What is asked:
Copy the rows from the line containing "For every instance of the shrub" through the end of the rows, inclusive. Swap each "Pointer output" for "Predicted points" and change nothing else.

● ● ● ● ●

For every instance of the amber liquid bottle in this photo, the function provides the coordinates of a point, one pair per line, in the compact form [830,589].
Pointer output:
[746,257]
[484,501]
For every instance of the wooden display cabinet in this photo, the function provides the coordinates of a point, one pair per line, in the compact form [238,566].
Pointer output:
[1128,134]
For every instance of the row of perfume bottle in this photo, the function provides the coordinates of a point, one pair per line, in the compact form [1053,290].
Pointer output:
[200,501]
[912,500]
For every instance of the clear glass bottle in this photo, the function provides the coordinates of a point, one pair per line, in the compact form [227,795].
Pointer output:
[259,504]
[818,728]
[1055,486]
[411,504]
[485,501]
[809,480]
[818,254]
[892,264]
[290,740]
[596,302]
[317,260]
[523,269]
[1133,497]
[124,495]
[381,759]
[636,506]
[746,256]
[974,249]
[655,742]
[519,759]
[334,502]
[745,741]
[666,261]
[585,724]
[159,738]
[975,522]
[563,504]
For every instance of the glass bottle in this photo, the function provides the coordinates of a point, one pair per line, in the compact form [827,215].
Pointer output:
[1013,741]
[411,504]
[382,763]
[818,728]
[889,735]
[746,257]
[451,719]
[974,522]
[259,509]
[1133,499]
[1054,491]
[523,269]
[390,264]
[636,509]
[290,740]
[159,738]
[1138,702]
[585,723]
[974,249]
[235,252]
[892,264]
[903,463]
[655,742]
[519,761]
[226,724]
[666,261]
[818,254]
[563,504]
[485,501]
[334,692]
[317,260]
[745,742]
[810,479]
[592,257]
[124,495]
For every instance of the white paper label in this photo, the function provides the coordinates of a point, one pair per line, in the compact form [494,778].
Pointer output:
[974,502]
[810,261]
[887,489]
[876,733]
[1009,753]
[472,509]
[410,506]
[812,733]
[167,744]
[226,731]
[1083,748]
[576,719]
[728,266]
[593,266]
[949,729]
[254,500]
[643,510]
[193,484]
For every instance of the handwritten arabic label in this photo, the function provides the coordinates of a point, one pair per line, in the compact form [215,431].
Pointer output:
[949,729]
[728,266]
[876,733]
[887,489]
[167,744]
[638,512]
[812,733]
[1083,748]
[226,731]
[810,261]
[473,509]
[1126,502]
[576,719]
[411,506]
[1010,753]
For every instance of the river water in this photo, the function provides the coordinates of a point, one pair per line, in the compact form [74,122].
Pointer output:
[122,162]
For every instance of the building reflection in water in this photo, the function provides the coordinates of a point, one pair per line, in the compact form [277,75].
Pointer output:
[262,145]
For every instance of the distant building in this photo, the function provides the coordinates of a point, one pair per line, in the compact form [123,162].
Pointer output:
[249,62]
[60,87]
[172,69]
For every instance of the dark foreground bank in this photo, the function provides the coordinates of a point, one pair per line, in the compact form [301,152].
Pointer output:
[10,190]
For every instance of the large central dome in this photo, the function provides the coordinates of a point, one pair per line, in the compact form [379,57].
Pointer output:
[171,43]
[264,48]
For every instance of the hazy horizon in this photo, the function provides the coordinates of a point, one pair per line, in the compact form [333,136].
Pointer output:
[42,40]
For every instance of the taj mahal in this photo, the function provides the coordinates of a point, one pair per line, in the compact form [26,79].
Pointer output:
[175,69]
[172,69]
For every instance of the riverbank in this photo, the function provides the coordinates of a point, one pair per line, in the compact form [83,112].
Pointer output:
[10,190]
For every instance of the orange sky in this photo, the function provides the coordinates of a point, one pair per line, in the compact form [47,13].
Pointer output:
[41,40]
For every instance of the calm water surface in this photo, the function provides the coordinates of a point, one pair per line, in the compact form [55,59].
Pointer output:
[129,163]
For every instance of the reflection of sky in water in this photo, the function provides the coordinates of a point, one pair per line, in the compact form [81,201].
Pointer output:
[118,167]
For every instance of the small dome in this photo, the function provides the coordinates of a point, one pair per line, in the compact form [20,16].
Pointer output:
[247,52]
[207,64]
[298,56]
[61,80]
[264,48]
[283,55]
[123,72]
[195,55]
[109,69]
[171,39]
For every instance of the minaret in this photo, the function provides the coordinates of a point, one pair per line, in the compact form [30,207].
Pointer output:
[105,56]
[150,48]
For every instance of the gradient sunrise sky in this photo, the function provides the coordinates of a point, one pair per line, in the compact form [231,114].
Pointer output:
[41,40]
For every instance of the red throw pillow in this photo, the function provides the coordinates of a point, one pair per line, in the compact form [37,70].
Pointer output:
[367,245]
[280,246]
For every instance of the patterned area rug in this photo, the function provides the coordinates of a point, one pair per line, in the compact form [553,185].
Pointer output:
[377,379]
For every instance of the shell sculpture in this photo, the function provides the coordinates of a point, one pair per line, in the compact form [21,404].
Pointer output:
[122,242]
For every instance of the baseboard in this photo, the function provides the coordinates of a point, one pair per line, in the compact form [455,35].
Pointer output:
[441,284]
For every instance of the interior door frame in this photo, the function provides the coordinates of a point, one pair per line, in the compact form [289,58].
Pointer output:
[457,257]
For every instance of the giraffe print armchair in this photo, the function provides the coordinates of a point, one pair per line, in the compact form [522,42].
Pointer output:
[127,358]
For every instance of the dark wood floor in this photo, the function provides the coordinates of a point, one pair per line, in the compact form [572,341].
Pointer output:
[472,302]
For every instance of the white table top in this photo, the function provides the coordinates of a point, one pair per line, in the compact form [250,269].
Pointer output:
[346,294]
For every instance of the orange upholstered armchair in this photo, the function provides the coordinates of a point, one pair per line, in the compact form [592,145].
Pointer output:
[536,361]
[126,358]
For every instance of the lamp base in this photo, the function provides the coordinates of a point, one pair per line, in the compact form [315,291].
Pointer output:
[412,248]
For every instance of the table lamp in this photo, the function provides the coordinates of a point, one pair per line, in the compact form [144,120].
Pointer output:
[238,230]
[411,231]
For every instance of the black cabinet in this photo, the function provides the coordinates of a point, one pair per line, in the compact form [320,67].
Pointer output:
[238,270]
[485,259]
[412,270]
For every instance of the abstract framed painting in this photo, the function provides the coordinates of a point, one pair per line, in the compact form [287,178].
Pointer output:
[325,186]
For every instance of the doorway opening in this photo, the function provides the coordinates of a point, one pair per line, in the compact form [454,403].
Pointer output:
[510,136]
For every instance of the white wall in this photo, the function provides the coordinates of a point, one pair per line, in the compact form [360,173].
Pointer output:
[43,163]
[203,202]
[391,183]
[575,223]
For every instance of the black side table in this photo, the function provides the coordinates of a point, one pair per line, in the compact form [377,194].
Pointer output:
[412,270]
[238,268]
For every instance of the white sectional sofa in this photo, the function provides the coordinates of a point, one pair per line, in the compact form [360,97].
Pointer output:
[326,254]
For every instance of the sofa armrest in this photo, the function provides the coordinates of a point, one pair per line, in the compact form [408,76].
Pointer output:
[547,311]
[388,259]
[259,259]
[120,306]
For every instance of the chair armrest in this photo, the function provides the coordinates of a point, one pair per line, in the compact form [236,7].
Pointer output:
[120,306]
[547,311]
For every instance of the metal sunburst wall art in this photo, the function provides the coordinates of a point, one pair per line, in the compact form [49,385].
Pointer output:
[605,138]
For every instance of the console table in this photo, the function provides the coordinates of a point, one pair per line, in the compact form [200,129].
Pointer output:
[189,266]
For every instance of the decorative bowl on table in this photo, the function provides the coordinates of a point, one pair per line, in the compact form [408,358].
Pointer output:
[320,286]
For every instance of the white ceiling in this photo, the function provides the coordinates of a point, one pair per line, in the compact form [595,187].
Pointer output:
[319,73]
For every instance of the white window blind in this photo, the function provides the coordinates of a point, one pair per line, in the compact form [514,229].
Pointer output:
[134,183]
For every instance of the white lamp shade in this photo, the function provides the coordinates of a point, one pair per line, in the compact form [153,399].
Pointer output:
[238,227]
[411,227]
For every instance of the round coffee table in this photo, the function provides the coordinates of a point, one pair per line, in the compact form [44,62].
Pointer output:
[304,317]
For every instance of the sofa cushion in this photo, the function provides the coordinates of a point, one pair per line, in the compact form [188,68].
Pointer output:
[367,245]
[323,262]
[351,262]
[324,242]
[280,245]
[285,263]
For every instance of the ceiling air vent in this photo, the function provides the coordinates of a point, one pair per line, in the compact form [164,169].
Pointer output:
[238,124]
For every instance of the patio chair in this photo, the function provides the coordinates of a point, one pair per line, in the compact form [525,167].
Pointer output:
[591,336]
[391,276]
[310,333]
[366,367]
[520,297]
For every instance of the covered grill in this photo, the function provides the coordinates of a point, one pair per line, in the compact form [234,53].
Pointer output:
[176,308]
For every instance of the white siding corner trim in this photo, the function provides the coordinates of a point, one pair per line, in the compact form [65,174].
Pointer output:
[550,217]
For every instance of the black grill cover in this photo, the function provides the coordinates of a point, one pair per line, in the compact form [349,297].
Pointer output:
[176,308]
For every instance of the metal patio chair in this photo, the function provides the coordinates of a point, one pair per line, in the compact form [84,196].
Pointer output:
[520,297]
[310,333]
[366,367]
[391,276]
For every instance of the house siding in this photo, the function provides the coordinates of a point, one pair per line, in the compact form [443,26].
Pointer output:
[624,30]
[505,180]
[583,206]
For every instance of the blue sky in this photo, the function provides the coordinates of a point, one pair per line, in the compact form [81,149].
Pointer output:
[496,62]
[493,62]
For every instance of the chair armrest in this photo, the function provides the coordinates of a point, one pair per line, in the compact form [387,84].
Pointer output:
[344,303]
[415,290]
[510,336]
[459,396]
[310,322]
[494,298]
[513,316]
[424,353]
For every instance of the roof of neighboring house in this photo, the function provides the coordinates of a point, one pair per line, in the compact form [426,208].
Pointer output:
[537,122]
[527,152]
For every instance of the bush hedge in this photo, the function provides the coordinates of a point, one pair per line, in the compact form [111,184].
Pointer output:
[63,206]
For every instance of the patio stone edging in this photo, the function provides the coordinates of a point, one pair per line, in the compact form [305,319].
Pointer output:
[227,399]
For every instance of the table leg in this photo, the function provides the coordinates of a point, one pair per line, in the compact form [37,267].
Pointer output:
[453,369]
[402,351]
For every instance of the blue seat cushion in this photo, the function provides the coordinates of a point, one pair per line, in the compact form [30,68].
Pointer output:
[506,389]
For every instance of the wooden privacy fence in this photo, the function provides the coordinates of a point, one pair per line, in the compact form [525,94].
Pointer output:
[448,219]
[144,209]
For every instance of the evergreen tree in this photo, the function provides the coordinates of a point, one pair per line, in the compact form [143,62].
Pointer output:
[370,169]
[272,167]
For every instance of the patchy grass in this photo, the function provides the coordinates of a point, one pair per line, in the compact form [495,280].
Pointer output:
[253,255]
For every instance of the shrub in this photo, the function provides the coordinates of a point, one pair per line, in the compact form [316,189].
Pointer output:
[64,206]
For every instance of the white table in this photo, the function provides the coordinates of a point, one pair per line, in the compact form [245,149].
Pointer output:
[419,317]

● ● ● ● ●

Full response:
For every instance of the shrub in this photo, the function provides the coordinates of a point, one pair per line, in the compact form [316,189].
Predicted points:
[64,206]
For every instance of the white table in this photo, the function provides the coordinates of a point, one pair per line, in the compact form [245,149].
Predicted points:
[419,317]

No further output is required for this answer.